* **TO-DO LIST**
• 1. Write out the passage on distributed data parallel word for word, from "So far, we have" to "a *process* in parallel.".
• 2. According to the passage on distributed data parallel, which GPU is typically assigned as the master process?

* **SUPPLIED PASSAGE**

# Part 4: Distributed Data Parallel

So far, we have used only a single GPU for training. But you may have multiple GPUs available. How do you use them? That's what we do here.

Let's take a moment to think about what's going to happen in a multi-GPU setting. In a real world setting, you may have multiple boxes (nodes) and each of it may have multiple GPUs. You have your script for training the model. It's good to imagine it this way: several Python interpreters (depending on the total number of GPUs) are going to run the exact same script in parallel, without being aware of what the others are doing. So if you have a print statement in your script, all your GPUs are going to print it. Each GPU is going to run a *process* in parallel.

You generally have a way of identifying each GPU by a unique global ID (rank). You also get the ID of the GPU within that node. PyTorch gives this by setting some environment variables such as RANK and LOCAL_RANK. All GPUs run the exact same script, they only differ by these environment variables.

Now, your task as a programmer is to ensure that you setup your script in such a way that you can run the exact same script on multiple GPUs at the same time without running into issues. You need to compute loss properly. You also need to make sure that you are passing different data to each GPU. Also, you have no control over which of the GPUs will start / finish before which other GPU. You have to assume that you cannot predict this.

You typically assign the GPU with rank = 0 as the master process. For one time tasks, such as printing the loss, you generally print only if the GPU is the master process.

Lastly, you need a way to *destroy* these processes as well for cleaning up the mess you left.

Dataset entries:
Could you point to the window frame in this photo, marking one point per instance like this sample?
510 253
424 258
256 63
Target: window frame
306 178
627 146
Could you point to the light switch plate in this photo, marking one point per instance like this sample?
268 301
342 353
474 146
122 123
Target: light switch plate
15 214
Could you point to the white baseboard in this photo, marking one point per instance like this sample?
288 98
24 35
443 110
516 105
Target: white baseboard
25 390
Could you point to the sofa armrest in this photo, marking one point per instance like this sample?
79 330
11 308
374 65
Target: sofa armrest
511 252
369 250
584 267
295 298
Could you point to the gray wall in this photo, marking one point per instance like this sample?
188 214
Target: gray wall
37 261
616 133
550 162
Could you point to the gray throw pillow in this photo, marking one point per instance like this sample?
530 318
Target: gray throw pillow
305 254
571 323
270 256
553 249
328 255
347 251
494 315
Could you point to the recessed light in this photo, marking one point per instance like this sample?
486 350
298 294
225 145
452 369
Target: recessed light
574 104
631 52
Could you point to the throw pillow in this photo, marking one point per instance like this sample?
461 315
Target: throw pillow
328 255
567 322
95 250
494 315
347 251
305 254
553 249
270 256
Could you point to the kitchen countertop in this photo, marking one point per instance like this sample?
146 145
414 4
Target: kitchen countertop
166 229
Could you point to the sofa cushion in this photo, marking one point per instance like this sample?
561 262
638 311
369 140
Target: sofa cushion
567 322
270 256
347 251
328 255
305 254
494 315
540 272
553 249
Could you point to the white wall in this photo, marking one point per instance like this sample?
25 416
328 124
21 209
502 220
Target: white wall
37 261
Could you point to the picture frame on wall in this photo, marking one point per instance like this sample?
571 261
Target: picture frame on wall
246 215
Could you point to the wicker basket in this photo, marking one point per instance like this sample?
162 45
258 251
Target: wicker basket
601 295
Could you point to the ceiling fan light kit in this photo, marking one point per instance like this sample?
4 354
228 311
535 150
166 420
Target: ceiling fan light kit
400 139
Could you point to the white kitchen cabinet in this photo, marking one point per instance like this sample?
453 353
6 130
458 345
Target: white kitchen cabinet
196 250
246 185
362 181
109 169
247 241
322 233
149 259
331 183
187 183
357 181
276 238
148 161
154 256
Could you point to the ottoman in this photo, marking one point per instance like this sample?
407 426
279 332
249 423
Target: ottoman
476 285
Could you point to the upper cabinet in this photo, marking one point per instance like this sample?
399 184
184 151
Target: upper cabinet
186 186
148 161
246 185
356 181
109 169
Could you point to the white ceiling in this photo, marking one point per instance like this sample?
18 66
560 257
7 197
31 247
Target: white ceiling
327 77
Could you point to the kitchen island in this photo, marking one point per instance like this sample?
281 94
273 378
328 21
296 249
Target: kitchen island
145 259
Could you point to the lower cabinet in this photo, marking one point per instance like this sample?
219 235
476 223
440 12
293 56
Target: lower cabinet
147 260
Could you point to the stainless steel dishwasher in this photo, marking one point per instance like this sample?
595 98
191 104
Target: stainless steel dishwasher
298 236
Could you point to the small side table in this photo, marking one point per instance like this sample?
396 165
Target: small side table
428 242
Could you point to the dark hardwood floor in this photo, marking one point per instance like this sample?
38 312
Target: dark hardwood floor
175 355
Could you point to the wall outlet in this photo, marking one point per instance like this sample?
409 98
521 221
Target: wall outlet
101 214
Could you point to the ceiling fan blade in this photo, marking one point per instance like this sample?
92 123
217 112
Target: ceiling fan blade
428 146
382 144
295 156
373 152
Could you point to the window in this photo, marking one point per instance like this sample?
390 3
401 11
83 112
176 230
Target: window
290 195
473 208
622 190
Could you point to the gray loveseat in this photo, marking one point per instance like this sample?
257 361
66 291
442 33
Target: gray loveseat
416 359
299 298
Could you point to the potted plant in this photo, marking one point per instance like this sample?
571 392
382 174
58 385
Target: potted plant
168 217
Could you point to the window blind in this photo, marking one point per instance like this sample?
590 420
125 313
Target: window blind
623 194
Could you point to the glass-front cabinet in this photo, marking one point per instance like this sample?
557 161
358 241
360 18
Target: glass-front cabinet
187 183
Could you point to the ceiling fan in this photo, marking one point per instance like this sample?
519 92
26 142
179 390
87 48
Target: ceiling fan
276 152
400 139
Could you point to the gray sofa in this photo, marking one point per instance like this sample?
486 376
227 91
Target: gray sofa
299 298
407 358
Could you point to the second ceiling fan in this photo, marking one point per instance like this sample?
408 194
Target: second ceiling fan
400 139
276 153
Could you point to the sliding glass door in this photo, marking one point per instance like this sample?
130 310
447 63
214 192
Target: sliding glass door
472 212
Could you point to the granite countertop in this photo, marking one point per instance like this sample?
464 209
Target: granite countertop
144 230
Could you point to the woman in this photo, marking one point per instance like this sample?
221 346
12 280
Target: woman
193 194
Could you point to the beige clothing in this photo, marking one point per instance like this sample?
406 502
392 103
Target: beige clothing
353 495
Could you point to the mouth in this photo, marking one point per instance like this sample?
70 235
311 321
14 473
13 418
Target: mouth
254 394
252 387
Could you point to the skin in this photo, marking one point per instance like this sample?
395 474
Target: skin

* **ANSWERS FOR THE EXERCISE**
• 1.
So far, we have used only a single GPU for training. But you may have multiple GPUs available. How do you use them? That's what we do here.

Let's take a moment to think about what's going to happen in a multi-GPU setting. In a real world setting, you may have multiple boxes (nodes) and each of it may have multiple GPUs. You have your script for training the model. It's good to imagine it this way: several Python interpreters (depending on the total number of GPUs) are going to run the exact same script in parallel, without being aware of what the others are doing. So if you have a print statement in your script, all your GPUs are going to print it. Each GPU is going to run a *process* in parallel.

• 2. The GPU with rank 0.